> _Work to do_:
Retype every line of the items below character for character, leaving out the pictures.

Collection entries:

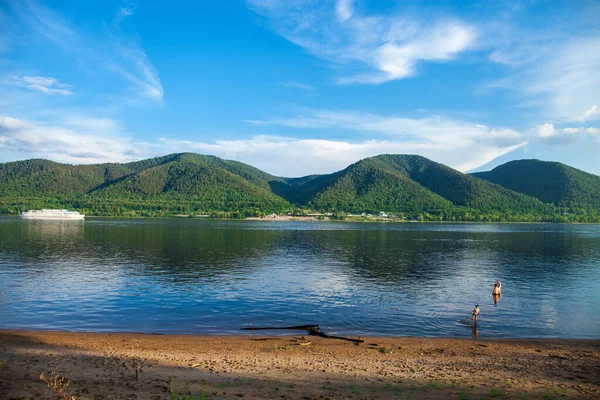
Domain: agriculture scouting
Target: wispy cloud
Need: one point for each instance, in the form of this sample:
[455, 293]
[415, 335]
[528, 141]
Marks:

> _The result_:
Domain: agriculture scouting
Target: wispy cloud
Need: one point for each instance, in the form of this sample:
[455, 293]
[415, 335]
[528, 141]
Marks:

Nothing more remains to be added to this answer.